- [What you will do]: Write out the whole listing again, exactly as given.

(Data records)
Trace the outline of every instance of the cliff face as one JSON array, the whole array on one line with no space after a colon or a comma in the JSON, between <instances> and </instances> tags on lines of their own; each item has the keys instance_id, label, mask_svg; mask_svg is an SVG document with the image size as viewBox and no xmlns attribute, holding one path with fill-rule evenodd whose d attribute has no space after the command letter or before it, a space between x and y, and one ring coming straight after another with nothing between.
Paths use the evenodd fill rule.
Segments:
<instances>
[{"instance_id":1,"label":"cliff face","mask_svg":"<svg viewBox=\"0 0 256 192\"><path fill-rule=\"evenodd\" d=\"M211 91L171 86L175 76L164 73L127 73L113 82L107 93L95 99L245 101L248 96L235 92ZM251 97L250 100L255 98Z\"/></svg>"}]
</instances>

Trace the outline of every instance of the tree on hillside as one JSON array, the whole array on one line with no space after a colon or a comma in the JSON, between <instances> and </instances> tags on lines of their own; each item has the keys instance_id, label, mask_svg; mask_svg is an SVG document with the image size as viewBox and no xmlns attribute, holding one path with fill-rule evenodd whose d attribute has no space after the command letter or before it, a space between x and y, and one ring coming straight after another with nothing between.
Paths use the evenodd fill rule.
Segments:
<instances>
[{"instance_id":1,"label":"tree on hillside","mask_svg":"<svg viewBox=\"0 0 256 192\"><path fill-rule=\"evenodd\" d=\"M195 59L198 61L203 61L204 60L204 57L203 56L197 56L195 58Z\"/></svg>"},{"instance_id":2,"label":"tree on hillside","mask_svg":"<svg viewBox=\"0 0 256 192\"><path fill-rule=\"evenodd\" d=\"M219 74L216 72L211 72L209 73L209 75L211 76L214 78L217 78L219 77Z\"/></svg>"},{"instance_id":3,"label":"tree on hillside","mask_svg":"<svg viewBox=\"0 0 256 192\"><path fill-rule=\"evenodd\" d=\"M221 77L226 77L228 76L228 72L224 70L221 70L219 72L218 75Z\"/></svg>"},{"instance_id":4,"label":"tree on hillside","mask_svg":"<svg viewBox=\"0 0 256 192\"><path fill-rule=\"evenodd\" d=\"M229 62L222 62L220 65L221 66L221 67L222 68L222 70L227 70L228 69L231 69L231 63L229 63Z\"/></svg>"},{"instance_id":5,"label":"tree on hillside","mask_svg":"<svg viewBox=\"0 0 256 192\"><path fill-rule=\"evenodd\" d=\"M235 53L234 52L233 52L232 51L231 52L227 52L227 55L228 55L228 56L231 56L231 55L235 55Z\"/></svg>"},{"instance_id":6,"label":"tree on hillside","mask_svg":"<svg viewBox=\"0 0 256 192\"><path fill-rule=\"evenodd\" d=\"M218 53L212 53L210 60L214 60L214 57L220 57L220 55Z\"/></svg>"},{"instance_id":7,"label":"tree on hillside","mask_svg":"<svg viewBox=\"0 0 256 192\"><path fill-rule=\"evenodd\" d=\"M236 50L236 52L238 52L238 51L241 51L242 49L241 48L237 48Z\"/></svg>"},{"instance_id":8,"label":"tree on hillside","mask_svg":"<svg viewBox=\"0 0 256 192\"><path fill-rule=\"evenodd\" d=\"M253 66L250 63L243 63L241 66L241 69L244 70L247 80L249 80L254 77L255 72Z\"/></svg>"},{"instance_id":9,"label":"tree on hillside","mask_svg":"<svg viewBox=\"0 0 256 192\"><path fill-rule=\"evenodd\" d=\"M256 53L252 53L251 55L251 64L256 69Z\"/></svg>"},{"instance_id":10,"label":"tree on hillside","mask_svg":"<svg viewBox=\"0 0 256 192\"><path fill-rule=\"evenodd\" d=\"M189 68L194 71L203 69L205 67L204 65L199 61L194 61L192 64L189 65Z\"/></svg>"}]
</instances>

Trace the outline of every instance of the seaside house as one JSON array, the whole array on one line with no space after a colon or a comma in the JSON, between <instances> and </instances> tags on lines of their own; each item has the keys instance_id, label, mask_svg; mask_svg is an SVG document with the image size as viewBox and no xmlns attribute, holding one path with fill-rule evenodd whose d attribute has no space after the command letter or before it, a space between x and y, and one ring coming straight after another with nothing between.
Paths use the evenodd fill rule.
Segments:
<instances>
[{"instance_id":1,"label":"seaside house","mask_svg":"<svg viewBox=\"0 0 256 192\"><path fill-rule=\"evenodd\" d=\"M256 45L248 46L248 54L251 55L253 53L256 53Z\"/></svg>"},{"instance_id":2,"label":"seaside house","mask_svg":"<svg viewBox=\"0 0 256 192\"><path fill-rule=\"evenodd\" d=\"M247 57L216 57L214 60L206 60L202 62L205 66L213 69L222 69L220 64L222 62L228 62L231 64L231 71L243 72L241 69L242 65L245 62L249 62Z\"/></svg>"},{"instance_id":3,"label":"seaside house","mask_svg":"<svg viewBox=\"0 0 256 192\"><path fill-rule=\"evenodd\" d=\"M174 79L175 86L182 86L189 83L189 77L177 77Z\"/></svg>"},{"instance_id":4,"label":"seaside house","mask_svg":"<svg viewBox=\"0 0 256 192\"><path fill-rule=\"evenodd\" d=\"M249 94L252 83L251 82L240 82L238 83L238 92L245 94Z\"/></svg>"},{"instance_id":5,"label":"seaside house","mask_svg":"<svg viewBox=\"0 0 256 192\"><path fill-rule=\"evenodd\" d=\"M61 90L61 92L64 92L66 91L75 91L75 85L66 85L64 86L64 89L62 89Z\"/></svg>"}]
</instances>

- [Written solution]:
Trace the outline of every instance of the cliff face as one JSON array, the whole array on one line with no space after a colon or a comma in the JSON, between <instances> and </instances> tags on lines of their own; each item has the keys instance_id, label, mask_svg; mask_svg is an SVG document with the image size as viewBox and no xmlns attribute, holding one path with fill-rule evenodd whose d attribute has no space after the command letter or before it, a space between x and y, and one ring coming straight after another with nothing between.
Paths use the evenodd fill rule.
Segments:
<instances>
[{"instance_id":1,"label":"cliff face","mask_svg":"<svg viewBox=\"0 0 256 192\"><path fill-rule=\"evenodd\" d=\"M211 91L171 86L175 76L164 73L127 73L113 82L107 93L95 99L245 101L248 96L235 92ZM251 97L250 100L255 98Z\"/></svg>"}]
</instances>

Trace the outline of every instance of the tree on hillside as one JSON array, the whole array on one line with no space after a colon or a comma in the JSON, between <instances> and </instances> tags on lines of their own; each item has the keys instance_id, label, mask_svg; mask_svg is an SVG document with the image size as viewBox and no xmlns attribute, holding one path with fill-rule evenodd whose d attribute has no space after the command letter or before it, a space between x and y, and one ring coming straight after another with nothing between.
Paths use the evenodd fill rule.
Segments:
<instances>
[{"instance_id":1,"label":"tree on hillside","mask_svg":"<svg viewBox=\"0 0 256 192\"><path fill-rule=\"evenodd\" d=\"M195 59L198 61L203 61L204 60L204 57L203 56L197 56L195 58Z\"/></svg>"},{"instance_id":2,"label":"tree on hillside","mask_svg":"<svg viewBox=\"0 0 256 192\"><path fill-rule=\"evenodd\" d=\"M219 74L216 72L211 72L209 73L209 75L211 76L214 78L217 78L219 77Z\"/></svg>"},{"instance_id":3,"label":"tree on hillside","mask_svg":"<svg viewBox=\"0 0 256 192\"><path fill-rule=\"evenodd\" d=\"M221 77L226 77L228 76L228 72L224 70L221 70L219 72L218 75Z\"/></svg>"},{"instance_id":4,"label":"tree on hillside","mask_svg":"<svg viewBox=\"0 0 256 192\"><path fill-rule=\"evenodd\" d=\"M229 62L222 62L220 65L221 66L221 67L222 68L222 70L227 70L228 69L231 69L231 63L229 63Z\"/></svg>"},{"instance_id":5,"label":"tree on hillside","mask_svg":"<svg viewBox=\"0 0 256 192\"><path fill-rule=\"evenodd\" d=\"M235 53L234 52L233 52L232 51L231 52L227 52L227 55L228 55L228 56L231 56L231 55L235 55Z\"/></svg>"},{"instance_id":6,"label":"tree on hillside","mask_svg":"<svg viewBox=\"0 0 256 192\"><path fill-rule=\"evenodd\" d=\"M218 53L212 53L210 60L214 60L214 57L220 57L220 55Z\"/></svg>"},{"instance_id":7,"label":"tree on hillside","mask_svg":"<svg viewBox=\"0 0 256 192\"><path fill-rule=\"evenodd\" d=\"M236 50L236 52L238 52L238 51L241 51L242 49L241 48L237 48Z\"/></svg>"},{"instance_id":8,"label":"tree on hillside","mask_svg":"<svg viewBox=\"0 0 256 192\"><path fill-rule=\"evenodd\" d=\"M253 66L250 63L243 63L241 66L241 69L244 70L247 80L249 80L254 77L255 72Z\"/></svg>"},{"instance_id":9,"label":"tree on hillside","mask_svg":"<svg viewBox=\"0 0 256 192\"><path fill-rule=\"evenodd\" d=\"M256 53L252 53L251 55L251 64L256 69Z\"/></svg>"},{"instance_id":10,"label":"tree on hillside","mask_svg":"<svg viewBox=\"0 0 256 192\"><path fill-rule=\"evenodd\" d=\"M189 68L194 71L203 69L205 67L204 65L199 61L194 61L192 64L189 65Z\"/></svg>"}]
</instances>

Trace the outline of every instance of the seaside house as one JSON array, the whole array on one line with no space after a colon or a comma in the JSON, between <instances> and </instances> tags on lines of their own; each item has the keys instance_id, label, mask_svg; mask_svg is an SVG document with the image size as viewBox and no xmlns attribute, holding one path with fill-rule evenodd whose d attribute has no space after the command letter or before it, a space between x and y, and one ring coming straight after another with nothing between.
Paths use the evenodd fill rule.
Segments:
<instances>
[{"instance_id":1,"label":"seaside house","mask_svg":"<svg viewBox=\"0 0 256 192\"><path fill-rule=\"evenodd\" d=\"M256 45L248 46L248 54L251 55L253 53L256 53Z\"/></svg>"},{"instance_id":2,"label":"seaside house","mask_svg":"<svg viewBox=\"0 0 256 192\"><path fill-rule=\"evenodd\" d=\"M247 57L216 57L214 60L206 60L202 62L205 66L213 69L222 69L220 64L222 62L228 62L231 64L231 71L243 72L241 69L242 65L245 62L249 62Z\"/></svg>"},{"instance_id":3,"label":"seaside house","mask_svg":"<svg viewBox=\"0 0 256 192\"><path fill-rule=\"evenodd\" d=\"M174 79L175 86L182 86L189 83L189 77L177 77Z\"/></svg>"},{"instance_id":4,"label":"seaside house","mask_svg":"<svg viewBox=\"0 0 256 192\"><path fill-rule=\"evenodd\" d=\"M249 94L252 83L251 82L240 82L238 83L238 92L245 94Z\"/></svg>"},{"instance_id":5,"label":"seaside house","mask_svg":"<svg viewBox=\"0 0 256 192\"><path fill-rule=\"evenodd\" d=\"M61 90L61 92L64 92L66 91L75 91L75 85L66 85L64 86L64 89L62 89Z\"/></svg>"}]
</instances>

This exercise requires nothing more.